__TASK DESCRIPTION__: Copy every line of the material, requests included, starting at the line that contains "wooden floor, placing a dot on each." and ending after the last line of the material. Scale each x and y coordinate in the answers by 2.4, and round the results to whole numbers with halves rounded up.

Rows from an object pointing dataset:

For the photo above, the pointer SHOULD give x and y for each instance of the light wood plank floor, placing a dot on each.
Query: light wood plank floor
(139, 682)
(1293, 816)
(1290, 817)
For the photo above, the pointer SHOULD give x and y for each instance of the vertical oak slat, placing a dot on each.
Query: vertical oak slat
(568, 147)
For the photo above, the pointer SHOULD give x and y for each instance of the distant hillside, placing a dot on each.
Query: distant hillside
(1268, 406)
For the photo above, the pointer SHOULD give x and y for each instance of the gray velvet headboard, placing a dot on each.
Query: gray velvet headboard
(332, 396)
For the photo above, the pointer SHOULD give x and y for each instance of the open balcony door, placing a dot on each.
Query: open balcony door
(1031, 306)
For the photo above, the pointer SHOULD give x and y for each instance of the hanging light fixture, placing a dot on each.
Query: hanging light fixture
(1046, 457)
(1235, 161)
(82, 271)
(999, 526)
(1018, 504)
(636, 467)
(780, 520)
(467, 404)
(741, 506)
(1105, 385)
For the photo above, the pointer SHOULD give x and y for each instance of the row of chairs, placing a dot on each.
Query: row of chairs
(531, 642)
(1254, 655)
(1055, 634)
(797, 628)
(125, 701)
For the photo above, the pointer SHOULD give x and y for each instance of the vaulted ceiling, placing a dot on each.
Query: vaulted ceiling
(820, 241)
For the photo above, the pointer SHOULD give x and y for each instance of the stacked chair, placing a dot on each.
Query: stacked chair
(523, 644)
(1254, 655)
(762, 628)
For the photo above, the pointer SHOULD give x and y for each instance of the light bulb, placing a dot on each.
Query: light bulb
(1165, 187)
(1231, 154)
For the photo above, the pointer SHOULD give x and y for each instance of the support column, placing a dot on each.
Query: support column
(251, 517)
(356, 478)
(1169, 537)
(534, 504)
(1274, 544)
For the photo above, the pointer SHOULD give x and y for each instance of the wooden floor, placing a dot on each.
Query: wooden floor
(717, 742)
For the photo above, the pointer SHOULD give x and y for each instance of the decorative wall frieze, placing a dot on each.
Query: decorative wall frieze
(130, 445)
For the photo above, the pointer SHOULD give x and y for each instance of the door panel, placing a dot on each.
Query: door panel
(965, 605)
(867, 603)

__FINISHED TASK__:
For the photo above, the pointer SHOULD give x and y for each instance of the wooden floor, placing a dot on each.
Query: wooden floor
(1721, 1781)
For the photo above, the pointer SHOULD give x and y for each instance of the decorative wall frieze, placing a dot on each.
Query: decorative wall frieze
(312, 1068)
For the photo above, the pointer SHOULD give x and y for each instance of the door panel, placing a dot on each.
Query: door panel
(2316, 1452)
(2081, 1447)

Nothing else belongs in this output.